Théoricien du « buen vivir » (la « vie bonne », le « suma qamaña » en aymara, ou le « sumak kawsay » en quechua), il insiste sur la nécessité « d’être », de récupérer l’auto-estime, de « faire », de ne pas quémander, de sortir de la logique marchande, d’établir le lien entre la critique du capitalisme, du productivisme, du modèle gaspilleur, destructeur des écosystèmes, et le « buen vivir », la pédagogie du bien commun, le partage, la vie en plénitude, l’harmonie, l’équilibre matériel et spirituel, la complémentarité, le respect de la « Pachamama » (la terre-mère), la socialisation des biens communs, la reconquête de la souveraineté nationale par la réappropriation des secteurs économiques clé. La nouvelle constitution, avant-gardiste, légitime les « communautés », leurs pratiques, reconnaît et promeut 36 langues (aymara -20% de locuteurs-, quechua, guarani...), devenues « co-officielles », égales, et donc au moins 36 cultures qui se croisent, se rencontrent, se métissent. Dans cette babélienne mosaïque culturelle de 55 groupes ethniques (420 langues autochtones sont parlées en Amérique du sud par 28 millions d’Indiens, soit 6% de la population), la révolution a élaboré des dictionnaires en langues indigènes, des bibliothèques virtuelles, des softwares en « langues maternelles ». La presse annonce que le prix du gaz domestique dans le département de Tarija a diminué de presque la moitié. Le taux de croissance dépasse 5%. Les retraités de plus de 65 ans perçoivent la « Renta (allocation) Dignidad »...

[Annotations de position]
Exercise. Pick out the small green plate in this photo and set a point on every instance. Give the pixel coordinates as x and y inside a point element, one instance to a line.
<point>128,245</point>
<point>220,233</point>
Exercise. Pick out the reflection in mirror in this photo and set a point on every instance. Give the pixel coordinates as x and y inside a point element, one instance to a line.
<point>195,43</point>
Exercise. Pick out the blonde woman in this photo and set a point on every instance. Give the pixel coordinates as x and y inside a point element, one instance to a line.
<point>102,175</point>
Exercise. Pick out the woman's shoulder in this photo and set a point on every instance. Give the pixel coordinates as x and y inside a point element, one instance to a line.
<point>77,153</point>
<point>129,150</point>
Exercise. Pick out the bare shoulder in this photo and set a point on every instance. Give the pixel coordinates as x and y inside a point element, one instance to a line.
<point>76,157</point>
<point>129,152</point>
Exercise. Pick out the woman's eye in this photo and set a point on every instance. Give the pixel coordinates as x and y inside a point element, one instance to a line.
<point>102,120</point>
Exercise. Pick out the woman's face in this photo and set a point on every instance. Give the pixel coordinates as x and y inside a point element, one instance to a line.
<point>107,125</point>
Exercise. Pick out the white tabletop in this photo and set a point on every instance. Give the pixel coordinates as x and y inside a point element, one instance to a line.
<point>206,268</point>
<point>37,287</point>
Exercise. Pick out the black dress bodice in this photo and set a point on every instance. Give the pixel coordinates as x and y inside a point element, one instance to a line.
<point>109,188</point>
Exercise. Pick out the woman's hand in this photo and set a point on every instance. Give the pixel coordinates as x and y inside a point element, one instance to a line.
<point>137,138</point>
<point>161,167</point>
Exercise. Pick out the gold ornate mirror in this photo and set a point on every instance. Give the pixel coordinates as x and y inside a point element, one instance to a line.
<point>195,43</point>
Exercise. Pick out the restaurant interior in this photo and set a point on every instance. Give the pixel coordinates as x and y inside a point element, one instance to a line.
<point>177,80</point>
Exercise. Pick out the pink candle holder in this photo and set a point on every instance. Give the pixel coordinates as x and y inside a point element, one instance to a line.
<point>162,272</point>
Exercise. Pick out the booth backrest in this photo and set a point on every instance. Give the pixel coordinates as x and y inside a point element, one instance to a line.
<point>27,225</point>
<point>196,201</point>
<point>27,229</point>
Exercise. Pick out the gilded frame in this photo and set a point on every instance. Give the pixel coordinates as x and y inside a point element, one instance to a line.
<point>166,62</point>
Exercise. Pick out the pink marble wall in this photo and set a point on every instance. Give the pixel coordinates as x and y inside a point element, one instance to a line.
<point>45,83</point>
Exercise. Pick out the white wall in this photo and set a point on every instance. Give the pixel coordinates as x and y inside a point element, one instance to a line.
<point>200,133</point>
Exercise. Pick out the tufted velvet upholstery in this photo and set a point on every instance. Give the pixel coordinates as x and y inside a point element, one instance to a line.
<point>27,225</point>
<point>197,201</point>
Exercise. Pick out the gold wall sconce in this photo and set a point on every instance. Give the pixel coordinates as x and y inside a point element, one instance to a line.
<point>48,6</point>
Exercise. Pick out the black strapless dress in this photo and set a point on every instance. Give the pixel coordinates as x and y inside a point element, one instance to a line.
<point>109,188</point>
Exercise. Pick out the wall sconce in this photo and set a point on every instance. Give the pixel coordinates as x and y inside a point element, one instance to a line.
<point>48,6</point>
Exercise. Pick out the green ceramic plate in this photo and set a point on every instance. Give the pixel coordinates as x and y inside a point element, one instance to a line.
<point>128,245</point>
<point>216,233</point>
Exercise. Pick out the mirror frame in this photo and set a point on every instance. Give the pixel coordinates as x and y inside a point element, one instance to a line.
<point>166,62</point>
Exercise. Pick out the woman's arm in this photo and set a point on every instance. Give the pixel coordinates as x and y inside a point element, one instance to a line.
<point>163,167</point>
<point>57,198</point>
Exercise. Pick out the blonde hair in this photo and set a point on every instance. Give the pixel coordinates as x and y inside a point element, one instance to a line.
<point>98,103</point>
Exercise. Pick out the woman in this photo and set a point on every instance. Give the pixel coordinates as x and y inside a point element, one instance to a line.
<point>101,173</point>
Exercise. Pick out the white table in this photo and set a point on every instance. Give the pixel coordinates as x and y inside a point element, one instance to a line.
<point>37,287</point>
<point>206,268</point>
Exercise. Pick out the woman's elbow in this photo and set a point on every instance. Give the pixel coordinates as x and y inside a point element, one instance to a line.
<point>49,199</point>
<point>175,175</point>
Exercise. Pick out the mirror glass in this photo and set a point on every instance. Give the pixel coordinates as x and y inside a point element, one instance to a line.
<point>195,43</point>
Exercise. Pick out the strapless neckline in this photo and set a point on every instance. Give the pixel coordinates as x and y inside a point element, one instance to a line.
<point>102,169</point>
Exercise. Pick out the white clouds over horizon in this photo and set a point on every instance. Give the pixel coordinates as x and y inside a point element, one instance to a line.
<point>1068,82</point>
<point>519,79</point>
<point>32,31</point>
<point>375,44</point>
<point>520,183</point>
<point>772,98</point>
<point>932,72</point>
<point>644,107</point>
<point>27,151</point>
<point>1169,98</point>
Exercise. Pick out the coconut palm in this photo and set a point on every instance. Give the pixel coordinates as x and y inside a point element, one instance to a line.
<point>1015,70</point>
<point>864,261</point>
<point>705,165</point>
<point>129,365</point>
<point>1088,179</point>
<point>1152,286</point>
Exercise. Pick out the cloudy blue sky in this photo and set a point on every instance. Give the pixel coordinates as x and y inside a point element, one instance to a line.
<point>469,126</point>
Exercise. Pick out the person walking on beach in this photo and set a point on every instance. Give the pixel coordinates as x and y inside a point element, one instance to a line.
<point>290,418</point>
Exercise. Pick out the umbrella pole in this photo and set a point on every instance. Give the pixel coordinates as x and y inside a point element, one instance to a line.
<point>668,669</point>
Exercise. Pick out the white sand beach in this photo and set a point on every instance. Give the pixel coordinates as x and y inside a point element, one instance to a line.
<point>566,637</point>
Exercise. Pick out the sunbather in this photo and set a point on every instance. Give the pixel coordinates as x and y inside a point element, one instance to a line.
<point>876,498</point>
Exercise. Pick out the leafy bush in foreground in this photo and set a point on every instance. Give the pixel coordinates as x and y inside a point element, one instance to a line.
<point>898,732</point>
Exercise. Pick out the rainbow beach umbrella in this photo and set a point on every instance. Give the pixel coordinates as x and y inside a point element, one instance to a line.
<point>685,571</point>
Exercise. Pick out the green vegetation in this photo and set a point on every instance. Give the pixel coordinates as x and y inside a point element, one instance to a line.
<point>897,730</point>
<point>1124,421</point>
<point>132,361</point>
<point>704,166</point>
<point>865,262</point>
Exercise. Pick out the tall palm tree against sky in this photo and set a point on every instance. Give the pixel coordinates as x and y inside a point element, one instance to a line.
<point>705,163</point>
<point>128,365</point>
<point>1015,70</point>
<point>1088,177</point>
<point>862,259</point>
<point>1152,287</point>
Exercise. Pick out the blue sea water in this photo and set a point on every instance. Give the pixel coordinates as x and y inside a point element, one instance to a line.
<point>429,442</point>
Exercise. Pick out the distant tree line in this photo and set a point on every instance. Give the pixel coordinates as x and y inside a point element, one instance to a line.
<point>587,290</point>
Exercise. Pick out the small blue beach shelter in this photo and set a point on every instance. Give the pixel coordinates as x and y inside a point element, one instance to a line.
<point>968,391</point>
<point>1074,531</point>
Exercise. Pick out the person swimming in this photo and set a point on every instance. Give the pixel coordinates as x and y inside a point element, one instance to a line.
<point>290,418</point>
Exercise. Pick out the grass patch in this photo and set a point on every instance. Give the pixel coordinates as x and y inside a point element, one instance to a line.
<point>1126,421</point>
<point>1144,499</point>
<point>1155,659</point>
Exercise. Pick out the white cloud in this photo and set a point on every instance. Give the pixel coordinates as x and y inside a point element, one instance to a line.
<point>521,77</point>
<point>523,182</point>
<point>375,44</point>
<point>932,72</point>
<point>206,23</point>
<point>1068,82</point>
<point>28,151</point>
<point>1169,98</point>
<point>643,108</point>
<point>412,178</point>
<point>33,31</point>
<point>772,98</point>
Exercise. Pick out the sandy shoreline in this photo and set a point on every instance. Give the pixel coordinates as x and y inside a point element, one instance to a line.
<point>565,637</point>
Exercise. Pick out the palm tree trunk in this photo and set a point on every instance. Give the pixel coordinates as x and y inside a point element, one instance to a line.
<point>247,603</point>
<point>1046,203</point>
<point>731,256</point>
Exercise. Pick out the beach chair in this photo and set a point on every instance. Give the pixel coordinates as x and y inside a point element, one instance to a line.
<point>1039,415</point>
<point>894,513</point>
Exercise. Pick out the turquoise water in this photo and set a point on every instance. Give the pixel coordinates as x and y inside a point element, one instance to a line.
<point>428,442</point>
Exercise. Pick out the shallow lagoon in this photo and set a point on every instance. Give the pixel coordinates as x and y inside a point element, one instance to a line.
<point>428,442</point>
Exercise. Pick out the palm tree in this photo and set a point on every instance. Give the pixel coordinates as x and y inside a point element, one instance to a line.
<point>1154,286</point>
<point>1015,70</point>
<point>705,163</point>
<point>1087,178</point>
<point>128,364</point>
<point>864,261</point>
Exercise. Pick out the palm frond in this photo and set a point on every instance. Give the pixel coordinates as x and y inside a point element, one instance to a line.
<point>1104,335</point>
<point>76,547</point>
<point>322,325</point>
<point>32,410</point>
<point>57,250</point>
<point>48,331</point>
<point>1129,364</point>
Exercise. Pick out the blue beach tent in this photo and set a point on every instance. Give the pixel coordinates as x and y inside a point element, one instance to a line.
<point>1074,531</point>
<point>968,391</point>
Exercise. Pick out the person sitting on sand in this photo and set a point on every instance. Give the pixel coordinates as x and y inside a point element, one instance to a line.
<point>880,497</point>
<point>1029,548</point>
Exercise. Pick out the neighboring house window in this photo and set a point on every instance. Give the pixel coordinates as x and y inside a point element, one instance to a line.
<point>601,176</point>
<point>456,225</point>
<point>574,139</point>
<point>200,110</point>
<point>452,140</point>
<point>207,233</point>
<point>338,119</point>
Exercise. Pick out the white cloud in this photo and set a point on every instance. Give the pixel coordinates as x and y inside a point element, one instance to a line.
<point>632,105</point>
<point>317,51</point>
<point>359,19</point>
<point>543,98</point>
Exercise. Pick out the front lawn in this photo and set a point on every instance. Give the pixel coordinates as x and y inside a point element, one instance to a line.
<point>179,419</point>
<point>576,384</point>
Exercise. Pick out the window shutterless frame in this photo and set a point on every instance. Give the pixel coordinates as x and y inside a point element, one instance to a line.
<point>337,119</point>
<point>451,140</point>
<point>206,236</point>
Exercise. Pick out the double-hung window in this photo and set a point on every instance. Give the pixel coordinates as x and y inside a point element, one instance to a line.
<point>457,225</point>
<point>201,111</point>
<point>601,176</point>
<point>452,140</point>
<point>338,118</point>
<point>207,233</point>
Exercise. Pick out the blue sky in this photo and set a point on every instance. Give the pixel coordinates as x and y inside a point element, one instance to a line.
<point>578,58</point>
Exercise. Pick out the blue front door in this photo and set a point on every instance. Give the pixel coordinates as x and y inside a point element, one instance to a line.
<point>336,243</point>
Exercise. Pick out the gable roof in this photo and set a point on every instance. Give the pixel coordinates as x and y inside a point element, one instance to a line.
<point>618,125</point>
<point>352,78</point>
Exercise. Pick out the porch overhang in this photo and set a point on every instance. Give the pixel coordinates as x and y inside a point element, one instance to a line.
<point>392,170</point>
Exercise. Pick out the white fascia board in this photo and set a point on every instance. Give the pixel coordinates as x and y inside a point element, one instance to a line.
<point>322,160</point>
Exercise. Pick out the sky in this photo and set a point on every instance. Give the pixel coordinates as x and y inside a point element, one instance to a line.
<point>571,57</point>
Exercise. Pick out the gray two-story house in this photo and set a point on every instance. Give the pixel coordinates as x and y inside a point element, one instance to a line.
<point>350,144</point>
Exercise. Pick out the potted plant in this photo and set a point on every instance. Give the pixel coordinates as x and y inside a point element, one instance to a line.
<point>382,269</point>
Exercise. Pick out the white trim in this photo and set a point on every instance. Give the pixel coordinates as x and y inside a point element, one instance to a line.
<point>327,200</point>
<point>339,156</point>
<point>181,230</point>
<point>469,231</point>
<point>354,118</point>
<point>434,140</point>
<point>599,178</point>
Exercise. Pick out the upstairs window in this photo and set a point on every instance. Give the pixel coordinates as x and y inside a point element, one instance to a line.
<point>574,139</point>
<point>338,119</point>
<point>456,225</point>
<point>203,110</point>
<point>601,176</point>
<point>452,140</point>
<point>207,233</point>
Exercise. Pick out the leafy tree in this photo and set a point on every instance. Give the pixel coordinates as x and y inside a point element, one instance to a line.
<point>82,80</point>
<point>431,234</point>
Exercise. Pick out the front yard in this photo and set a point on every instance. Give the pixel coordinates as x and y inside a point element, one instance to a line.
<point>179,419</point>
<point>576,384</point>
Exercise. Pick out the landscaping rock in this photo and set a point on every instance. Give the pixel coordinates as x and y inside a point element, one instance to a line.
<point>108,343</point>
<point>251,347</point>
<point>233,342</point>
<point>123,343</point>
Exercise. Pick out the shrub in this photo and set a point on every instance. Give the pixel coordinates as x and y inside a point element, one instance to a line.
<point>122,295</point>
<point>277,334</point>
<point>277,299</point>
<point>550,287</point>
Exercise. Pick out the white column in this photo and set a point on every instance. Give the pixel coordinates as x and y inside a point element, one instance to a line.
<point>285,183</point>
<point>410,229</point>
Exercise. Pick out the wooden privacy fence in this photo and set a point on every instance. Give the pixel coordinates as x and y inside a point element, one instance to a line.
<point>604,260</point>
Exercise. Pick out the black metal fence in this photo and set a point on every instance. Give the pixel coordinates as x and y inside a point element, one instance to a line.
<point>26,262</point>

__CONSIGNES DE TRAVAIL__:
1: Répondez brièvement aux questions suivantes sur le texte consacré au « buen vivir » :
(a) Combien de langues la nouvelle constitution reconnaît-elle et promeut-elle ?
(b) Dans quelle proportion le prix du gaz domestique a-t-il baissé dans le département de Tarija ?
(c) Qui perçoit la « Renta Dignidad » ?
2: Poursuivez, s'il vous plaît, le texte sur le « buen vivir » en reprenant après sa dernière phrase.

__RÉSULTATS PAR CONSIGNE__:
1:
(a) 36 langues.
(b) De presque la moitié.
(c) Les retraités de plus de 65 ans.

2:
Insupportable bilan pour les apôtres de la religion du marché ! Washington espère bien un jour prochain prendre sa revanche. Elle avait échoué en 2008. Les intérêts de classe de ses multinationales ont été affectés par les changements en cours, par la nationalisation des hydrocarbures (2006 en Bolivie). De Buenos Aires à Caracas, l’impérialisme accélère désormais sa contre-offensive pour reconquérir la main... Les rapports de domination, s’ils ont été entamés, n’ont pas disparu pour autant. La catégorie « impérialisme » n’est pas périmée, « loin s’en faut », prévient Roberto, petit paysan de Huarina : 400 mètres carrés de terre pour les patates et la quinoa, deux vaches, quelques brebis. « On vend un peu de lait et on s’en sort. Jamais nous ne reviendrons en arrière. Nous voulons faire de la politique un « bien commun ». Le responsable à la justice de la communauté a autant de pouvoirs qu’un juge.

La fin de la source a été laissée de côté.